[Pointing dataset excerpts]
# # #

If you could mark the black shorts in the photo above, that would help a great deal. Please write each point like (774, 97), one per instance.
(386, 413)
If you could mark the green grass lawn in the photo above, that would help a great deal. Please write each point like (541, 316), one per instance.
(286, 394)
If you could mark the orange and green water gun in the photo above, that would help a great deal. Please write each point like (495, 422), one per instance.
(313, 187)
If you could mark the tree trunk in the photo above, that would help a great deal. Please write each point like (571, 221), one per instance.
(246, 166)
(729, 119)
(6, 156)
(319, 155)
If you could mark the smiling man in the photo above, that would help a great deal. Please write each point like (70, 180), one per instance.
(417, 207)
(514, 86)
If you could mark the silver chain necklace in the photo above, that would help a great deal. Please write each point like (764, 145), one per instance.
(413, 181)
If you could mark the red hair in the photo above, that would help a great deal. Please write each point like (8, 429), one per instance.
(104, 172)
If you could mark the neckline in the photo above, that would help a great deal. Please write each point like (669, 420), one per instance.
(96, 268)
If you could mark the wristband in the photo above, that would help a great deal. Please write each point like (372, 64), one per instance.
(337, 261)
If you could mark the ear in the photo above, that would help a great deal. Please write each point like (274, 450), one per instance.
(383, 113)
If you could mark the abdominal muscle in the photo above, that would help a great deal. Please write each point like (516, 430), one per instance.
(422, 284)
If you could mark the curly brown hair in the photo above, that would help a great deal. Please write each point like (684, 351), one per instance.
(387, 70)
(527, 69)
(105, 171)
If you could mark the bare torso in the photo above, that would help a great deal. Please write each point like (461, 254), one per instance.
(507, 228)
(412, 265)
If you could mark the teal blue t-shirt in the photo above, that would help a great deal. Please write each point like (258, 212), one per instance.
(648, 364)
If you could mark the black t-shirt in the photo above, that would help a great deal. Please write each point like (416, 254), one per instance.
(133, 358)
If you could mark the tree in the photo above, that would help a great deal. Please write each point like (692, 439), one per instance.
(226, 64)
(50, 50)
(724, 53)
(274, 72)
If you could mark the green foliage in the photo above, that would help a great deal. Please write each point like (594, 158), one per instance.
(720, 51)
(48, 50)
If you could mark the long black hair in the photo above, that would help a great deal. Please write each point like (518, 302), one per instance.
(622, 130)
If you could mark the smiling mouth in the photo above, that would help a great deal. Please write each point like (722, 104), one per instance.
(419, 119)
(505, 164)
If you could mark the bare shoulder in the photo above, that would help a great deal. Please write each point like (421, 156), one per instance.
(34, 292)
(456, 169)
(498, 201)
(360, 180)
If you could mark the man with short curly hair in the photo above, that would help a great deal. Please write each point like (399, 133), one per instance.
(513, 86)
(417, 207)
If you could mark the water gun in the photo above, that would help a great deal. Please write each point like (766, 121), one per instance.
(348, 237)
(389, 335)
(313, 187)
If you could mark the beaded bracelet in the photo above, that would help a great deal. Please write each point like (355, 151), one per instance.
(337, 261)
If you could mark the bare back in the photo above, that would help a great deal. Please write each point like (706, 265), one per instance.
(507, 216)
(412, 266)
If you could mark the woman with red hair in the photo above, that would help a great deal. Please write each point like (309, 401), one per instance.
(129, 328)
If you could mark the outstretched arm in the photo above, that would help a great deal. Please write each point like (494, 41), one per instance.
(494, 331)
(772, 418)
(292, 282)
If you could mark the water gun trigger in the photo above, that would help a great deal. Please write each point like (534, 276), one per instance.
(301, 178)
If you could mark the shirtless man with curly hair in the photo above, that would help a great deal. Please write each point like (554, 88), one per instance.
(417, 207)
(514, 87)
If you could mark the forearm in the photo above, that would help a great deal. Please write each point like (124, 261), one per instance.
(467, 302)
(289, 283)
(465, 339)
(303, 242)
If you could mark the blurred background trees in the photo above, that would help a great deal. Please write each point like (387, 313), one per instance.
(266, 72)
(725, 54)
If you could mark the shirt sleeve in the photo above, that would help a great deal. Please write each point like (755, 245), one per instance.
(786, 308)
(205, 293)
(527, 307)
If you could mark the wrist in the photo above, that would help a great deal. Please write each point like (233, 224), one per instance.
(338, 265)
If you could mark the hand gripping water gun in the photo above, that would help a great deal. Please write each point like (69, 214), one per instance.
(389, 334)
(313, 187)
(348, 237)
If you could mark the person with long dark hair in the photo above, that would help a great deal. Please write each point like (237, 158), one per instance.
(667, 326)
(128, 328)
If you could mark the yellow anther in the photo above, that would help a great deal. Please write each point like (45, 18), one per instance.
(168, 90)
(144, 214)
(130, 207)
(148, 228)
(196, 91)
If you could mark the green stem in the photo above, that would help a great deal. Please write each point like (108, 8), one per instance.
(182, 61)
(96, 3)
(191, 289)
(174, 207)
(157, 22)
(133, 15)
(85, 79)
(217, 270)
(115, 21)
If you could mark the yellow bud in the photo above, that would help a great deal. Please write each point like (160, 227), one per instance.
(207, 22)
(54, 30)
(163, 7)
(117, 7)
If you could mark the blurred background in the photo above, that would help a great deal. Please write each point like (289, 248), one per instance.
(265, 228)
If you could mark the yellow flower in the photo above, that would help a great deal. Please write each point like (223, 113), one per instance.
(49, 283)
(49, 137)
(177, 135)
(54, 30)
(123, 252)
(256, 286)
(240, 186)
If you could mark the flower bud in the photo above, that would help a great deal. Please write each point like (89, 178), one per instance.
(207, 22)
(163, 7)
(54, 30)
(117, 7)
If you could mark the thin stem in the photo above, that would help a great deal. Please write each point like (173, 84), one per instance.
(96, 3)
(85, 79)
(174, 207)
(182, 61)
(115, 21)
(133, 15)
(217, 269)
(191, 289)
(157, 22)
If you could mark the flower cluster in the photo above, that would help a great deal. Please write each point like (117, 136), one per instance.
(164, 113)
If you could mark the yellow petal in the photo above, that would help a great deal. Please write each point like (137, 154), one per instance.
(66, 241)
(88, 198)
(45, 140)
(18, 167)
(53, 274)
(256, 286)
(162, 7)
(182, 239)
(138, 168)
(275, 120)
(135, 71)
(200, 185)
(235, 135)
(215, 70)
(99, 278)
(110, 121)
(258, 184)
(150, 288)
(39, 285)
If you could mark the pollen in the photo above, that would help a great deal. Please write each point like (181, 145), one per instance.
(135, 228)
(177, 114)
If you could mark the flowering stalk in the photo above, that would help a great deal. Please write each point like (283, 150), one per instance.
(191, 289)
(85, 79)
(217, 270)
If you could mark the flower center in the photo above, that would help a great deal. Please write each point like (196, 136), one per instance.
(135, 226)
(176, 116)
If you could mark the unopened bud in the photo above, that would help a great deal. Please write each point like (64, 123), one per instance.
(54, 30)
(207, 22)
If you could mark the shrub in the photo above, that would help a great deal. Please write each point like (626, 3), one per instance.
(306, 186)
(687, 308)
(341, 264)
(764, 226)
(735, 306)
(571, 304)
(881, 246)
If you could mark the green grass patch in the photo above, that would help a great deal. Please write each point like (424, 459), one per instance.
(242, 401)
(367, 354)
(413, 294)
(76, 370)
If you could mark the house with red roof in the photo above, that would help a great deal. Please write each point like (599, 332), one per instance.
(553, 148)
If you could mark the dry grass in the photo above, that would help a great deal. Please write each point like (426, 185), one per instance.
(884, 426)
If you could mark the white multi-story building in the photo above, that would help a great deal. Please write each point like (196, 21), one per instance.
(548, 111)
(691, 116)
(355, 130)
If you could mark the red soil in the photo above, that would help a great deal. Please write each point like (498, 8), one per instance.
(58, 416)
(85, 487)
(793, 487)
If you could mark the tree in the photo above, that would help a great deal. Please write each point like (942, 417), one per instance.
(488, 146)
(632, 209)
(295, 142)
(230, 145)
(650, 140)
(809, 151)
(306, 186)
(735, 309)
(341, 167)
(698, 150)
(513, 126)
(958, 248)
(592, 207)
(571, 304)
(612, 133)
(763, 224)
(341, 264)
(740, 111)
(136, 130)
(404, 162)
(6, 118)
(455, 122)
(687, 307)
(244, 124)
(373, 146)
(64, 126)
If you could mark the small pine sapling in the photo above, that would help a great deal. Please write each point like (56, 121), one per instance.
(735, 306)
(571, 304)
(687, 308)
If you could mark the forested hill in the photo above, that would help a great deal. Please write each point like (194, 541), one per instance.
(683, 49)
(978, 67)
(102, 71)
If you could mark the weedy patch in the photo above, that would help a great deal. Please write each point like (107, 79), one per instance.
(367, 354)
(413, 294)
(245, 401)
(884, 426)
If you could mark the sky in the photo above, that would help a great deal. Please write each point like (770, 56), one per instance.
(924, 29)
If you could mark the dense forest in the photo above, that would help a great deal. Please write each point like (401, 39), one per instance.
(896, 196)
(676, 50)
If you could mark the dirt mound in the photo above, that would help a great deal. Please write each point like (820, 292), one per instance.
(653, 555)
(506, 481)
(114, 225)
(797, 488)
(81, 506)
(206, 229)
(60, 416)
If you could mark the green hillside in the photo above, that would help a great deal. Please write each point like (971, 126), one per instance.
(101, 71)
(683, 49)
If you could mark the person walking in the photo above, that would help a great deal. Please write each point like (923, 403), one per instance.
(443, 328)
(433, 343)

# # #

* Problem requirements *
With both ends included, please retype exactly the lines from the line containing "If you could mark the dense" to the final line of the data.

* Result below *
If you could mark the dense forest in the photo above, that would help a great deal. Please write each point like (401, 39), one per instance.
(896, 196)
(676, 50)
If you could mark the dirt mound in the photo above, that would help a great deal. Please write each point like (820, 292), one per instance.
(653, 555)
(506, 481)
(114, 225)
(797, 488)
(81, 506)
(206, 229)
(60, 416)
If you could mark the green hillside in the photo above, that would help a great deal. Please write each point like (971, 126), one per instance.
(101, 71)
(683, 49)
If you could mark the person walking in the photo above, that would help a great deal. Please write each point like (923, 403), one per instance.
(443, 328)
(433, 343)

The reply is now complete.